Copy each line below without leaving any out.

=-=-=

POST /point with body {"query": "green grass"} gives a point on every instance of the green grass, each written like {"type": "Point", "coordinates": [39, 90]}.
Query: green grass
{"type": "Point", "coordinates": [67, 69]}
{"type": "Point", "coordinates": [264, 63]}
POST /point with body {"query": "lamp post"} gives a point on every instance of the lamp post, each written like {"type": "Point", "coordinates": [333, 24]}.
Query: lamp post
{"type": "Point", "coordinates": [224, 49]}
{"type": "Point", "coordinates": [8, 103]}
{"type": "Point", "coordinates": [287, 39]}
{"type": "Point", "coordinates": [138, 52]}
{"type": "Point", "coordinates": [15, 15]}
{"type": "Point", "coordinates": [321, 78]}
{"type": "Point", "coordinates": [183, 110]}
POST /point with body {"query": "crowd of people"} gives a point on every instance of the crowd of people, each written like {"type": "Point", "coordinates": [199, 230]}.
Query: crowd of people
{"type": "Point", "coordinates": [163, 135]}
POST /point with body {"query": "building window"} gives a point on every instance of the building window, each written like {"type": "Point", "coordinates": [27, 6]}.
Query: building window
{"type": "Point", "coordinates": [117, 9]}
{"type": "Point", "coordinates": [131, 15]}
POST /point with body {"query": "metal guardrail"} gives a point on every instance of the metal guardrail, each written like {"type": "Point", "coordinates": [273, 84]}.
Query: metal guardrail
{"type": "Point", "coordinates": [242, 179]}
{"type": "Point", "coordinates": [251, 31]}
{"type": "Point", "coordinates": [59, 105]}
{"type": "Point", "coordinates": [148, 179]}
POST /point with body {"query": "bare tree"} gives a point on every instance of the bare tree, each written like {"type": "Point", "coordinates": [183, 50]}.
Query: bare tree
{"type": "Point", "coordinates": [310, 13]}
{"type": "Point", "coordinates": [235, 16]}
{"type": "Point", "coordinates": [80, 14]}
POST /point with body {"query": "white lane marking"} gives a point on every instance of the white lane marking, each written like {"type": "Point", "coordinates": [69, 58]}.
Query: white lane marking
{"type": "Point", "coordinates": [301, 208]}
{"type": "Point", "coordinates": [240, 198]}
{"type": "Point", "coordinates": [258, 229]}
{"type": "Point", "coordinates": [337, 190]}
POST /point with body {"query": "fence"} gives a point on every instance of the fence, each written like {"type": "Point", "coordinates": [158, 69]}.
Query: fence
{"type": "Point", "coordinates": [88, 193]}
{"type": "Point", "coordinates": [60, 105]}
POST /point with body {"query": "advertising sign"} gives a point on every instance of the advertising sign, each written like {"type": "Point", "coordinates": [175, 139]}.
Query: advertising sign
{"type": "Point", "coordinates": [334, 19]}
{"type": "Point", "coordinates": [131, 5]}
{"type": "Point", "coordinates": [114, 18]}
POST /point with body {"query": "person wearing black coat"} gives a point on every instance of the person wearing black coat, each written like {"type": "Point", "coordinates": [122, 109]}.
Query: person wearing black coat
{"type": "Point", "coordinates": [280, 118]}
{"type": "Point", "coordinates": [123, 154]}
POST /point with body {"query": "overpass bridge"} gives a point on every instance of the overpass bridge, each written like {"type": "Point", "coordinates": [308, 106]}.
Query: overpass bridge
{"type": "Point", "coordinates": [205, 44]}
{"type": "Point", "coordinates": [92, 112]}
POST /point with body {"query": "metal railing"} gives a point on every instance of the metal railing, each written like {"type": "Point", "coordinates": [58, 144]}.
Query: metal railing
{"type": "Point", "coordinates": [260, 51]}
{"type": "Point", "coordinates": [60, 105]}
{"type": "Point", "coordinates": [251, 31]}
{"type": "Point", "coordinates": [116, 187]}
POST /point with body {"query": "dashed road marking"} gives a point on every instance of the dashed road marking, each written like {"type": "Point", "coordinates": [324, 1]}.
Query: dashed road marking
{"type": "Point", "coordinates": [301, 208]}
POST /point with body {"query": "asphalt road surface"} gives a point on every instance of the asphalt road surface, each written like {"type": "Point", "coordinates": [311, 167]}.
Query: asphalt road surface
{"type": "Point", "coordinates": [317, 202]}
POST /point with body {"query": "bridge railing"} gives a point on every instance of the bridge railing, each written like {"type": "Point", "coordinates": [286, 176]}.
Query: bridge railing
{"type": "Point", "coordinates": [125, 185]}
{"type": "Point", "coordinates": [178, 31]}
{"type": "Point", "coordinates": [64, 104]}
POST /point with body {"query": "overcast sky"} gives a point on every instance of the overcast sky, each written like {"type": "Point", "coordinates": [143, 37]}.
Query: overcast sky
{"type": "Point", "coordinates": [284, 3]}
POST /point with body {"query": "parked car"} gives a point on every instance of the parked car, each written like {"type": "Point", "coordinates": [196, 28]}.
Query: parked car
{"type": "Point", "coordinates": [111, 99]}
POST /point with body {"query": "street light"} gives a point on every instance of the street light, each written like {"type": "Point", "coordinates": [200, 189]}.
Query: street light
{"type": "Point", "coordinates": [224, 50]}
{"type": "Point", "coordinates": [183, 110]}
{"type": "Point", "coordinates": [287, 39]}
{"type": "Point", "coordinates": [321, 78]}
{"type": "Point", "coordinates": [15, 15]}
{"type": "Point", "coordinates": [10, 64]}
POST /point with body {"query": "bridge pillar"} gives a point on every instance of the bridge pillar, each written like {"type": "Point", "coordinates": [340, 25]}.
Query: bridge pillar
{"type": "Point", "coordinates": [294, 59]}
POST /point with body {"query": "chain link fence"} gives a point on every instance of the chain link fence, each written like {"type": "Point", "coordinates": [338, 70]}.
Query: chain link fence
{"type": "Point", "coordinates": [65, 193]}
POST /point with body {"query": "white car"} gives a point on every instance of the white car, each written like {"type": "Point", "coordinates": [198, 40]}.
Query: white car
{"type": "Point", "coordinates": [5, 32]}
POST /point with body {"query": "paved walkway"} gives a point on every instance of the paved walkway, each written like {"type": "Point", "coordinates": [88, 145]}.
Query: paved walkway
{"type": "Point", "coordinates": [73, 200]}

=-=-=

> [WRITTEN SOLUTION]
POST /point with body {"query": "green grass"} gives a point on every instance of the green grass, each written like {"type": "Point", "coordinates": [39, 90]}.
Query: green grass
{"type": "Point", "coordinates": [67, 69]}
{"type": "Point", "coordinates": [264, 63]}
POST /point with body {"query": "lamp post"} gives a point on every instance of the lamp post, each written like {"type": "Point", "coordinates": [333, 24]}.
Query: lamp post
{"type": "Point", "coordinates": [224, 49]}
{"type": "Point", "coordinates": [8, 103]}
{"type": "Point", "coordinates": [287, 39]}
{"type": "Point", "coordinates": [138, 52]}
{"type": "Point", "coordinates": [15, 15]}
{"type": "Point", "coordinates": [321, 78]}
{"type": "Point", "coordinates": [183, 110]}
POST /point with body {"query": "crowd of people"} gives a point on every instance of the crowd of people, each written like {"type": "Point", "coordinates": [199, 230]}.
Query: crowd of people
{"type": "Point", "coordinates": [163, 135]}
POST /point with body {"query": "building window"} gives a point on every instance of the building window, each written like {"type": "Point", "coordinates": [27, 6]}.
Query: building window
{"type": "Point", "coordinates": [117, 9]}
{"type": "Point", "coordinates": [131, 15]}
POST /point with body {"query": "metal guardrail"} gives a point on every instance of the metal guardrail, each written like {"type": "Point", "coordinates": [273, 84]}.
Query: metal guardrail
{"type": "Point", "coordinates": [242, 179]}
{"type": "Point", "coordinates": [251, 31]}
{"type": "Point", "coordinates": [59, 105]}
{"type": "Point", "coordinates": [148, 179]}
POST /point with body {"query": "bare tree"} gives a point on every instance of the bare tree, each written like {"type": "Point", "coordinates": [183, 50]}.
Query: bare tree
{"type": "Point", "coordinates": [310, 13]}
{"type": "Point", "coordinates": [235, 16]}
{"type": "Point", "coordinates": [80, 14]}
POST /point with body {"query": "white lane marking"} gives a point on every instance of the white lane marking, each written like {"type": "Point", "coordinates": [69, 58]}.
Query: white lane marking
{"type": "Point", "coordinates": [301, 208]}
{"type": "Point", "coordinates": [240, 198]}
{"type": "Point", "coordinates": [258, 229]}
{"type": "Point", "coordinates": [337, 190]}
POST /point with body {"query": "fence"} gives a point on every instance of the fence, each written like {"type": "Point", "coordinates": [158, 69]}.
Query: fence
{"type": "Point", "coordinates": [88, 193]}
{"type": "Point", "coordinates": [60, 105]}
POST /point with body {"query": "advertising sign"} gives a point on every instance of the advertising sign, each written like {"type": "Point", "coordinates": [175, 139]}.
Query: advertising sign
{"type": "Point", "coordinates": [334, 19]}
{"type": "Point", "coordinates": [131, 5]}
{"type": "Point", "coordinates": [114, 18]}
POST /point with body {"query": "person wearing black coat"} gives a point on every instance of the person wearing black coat, each written like {"type": "Point", "coordinates": [122, 109]}.
Query: person wearing black coat
{"type": "Point", "coordinates": [280, 118]}
{"type": "Point", "coordinates": [123, 154]}
POST /point with body {"query": "overpass bridge"} gives a point on every instance of the overpass bridge, each written like {"type": "Point", "coordinates": [308, 106]}.
Query: overpass bridge
{"type": "Point", "coordinates": [205, 44]}
{"type": "Point", "coordinates": [92, 112]}
POST /point with body {"query": "metal railing"} gives a point on every instance of the metal railing, each written like {"type": "Point", "coordinates": [58, 144]}.
Query: metal railing
{"type": "Point", "coordinates": [260, 51]}
{"type": "Point", "coordinates": [60, 105]}
{"type": "Point", "coordinates": [251, 31]}
{"type": "Point", "coordinates": [116, 187]}
POST /point with body {"query": "dashed road marking"} gives a point on every instance of the dashed road marking, each written like {"type": "Point", "coordinates": [324, 1]}.
Query: dashed road marking
{"type": "Point", "coordinates": [301, 208]}
POST /point with body {"query": "asphalt road surface"} gives a point on every instance of the asphalt road surface, each written like {"type": "Point", "coordinates": [311, 167]}.
Query: asphalt road surface
{"type": "Point", "coordinates": [317, 202]}
POST /point with body {"query": "bridge railing"} gives a point on every instance of the bridge railing, each written like {"type": "Point", "coordinates": [286, 176]}.
Query: bridge railing
{"type": "Point", "coordinates": [125, 185]}
{"type": "Point", "coordinates": [178, 31]}
{"type": "Point", "coordinates": [64, 104]}
POST /point with body {"query": "overcast sky"} gives a point on every instance of the overcast sky, each written like {"type": "Point", "coordinates": [143, 37]}.
Query: overcast sky
{"type": "Point", "coordinates": [284, 3]}
POST /point with body {"query": "parked car"} gives a point on every instance of the parked car, each written like {"type": "Point", "coordinates": [196, 28]}.
Query: parked car
{"type": "Point", "coordinates": [111, 99]}
POST /point with body {"query": "street light"} gives a point on every instance of the street light, each written like {"type": "Point", "coordinates": [200, 189]}.
Query: street light
{"type": "Point", "coordinates": [224, 50]}
{"type": "Point", "coordinates": [183, 110]}
{"type": "Point", "coordinates": [287, 39]}
{"type": "Point", "coordinates": [321, 78]}
{"type": "Point", "coordinates": [15, 15]}
{"type": "Point", "coordinates": [10, 64]}
POST /point with body {"query": "bridge pillar"} gives a point on every instance of the bridge pillar, each written like {"type": "Point", "coordinates": [340, 25]}.
Query: bridge pillar
{"type": "Point", "coordinates": [294, 59]}
POST /point with body {"query": "chain link fence"} gives a point on every instance of the chain link fence, each written like {"type": "Point", "coordinates": [338, 70]}.
Query: chain link fence
{"type": "Point", "coordinates": [65, 193]}
POST /point with body {"query": "white car"} gives a point on every instance of the white car, each written like {"type": "Point", "coordinates": [198, 40]}.
Query: white car
{"type": "Point", "coordinates": [5, 32]}
POST /point with body {"query": "paved walkway"} gives a point on every instance of the paved walkway, each written like {"type": "Point", "coordinates": [88, 145]}.
Query: paved walkway
{"type": "Point", "coordinates": [73, 200]}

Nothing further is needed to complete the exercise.